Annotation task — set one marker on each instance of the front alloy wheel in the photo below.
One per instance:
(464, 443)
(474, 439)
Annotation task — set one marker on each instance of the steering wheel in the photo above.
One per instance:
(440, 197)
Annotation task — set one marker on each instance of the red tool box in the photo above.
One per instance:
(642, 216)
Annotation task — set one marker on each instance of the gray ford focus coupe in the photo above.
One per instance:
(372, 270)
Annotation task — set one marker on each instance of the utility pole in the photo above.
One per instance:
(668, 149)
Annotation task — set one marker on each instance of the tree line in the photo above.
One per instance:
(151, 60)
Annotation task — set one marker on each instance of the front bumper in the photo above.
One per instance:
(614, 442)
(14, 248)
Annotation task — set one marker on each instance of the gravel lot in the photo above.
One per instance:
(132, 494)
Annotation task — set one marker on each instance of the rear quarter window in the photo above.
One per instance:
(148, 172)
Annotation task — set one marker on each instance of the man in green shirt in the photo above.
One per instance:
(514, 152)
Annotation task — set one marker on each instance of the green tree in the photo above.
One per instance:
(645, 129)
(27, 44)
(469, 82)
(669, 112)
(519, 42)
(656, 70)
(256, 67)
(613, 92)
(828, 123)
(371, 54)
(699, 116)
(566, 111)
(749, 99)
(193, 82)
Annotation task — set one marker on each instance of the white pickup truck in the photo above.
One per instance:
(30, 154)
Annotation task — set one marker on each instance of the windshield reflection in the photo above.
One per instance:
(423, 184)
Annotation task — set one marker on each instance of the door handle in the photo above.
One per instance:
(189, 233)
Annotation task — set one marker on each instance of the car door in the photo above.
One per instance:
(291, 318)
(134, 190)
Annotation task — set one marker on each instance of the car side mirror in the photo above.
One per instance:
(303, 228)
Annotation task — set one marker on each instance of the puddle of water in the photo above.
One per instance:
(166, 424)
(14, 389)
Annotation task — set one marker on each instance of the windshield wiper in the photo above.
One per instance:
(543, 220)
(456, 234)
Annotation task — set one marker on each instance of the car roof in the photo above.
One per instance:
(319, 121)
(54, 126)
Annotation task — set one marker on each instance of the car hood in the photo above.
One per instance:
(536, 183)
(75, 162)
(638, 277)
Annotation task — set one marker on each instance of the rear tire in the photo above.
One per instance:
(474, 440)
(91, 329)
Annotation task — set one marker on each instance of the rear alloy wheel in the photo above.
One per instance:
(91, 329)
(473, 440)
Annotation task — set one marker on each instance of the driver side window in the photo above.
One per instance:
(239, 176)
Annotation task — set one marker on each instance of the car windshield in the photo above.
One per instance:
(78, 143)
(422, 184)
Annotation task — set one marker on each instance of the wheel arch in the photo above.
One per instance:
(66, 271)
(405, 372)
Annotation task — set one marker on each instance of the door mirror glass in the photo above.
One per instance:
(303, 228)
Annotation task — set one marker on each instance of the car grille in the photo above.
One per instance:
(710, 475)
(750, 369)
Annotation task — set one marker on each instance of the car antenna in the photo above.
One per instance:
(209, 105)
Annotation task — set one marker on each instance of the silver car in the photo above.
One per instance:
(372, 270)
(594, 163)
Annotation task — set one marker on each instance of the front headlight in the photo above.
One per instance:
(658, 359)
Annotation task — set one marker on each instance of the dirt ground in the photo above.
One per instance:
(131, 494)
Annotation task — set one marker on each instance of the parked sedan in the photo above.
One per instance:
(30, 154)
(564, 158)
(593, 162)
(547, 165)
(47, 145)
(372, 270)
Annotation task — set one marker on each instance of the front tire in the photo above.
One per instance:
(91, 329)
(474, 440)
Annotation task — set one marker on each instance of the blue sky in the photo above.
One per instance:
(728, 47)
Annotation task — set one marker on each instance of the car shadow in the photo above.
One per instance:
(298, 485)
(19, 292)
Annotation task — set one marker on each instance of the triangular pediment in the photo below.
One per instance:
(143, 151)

★ ★ ★ ★

▶ [Task description] The lines to reproduce run from the one that contains "ground in the photo above." through the last line above; copy them exactly.

▶ [Problem solution]
Annotation task — set one marker on each instance of the dirt ground in the photo above.
One per instance:
(131, 494)
Annotation task — set one marker on each instance of the parked sedan in the photo above.
One per instance:
(30, 154)
(564, 158)
(593, 162)
(547, 165)
(47, 145)
(372, 270)
Annotation task — set one marker on each instance of the front tire in the photo above.
One per instance:
(91, 329)
(474, 440)
Annotation task — set one marker on each instance of the blue sky in the photo above.
One per instance:
(728, 47)
Annotation task — set one marker on each instance of the car shadow in the photo above.
One per instance:
(298, 485)
(19, 292)
Annotation task — set one marker on each instance of the triangular pediment in the photo below.
One per instance:
(143, 151)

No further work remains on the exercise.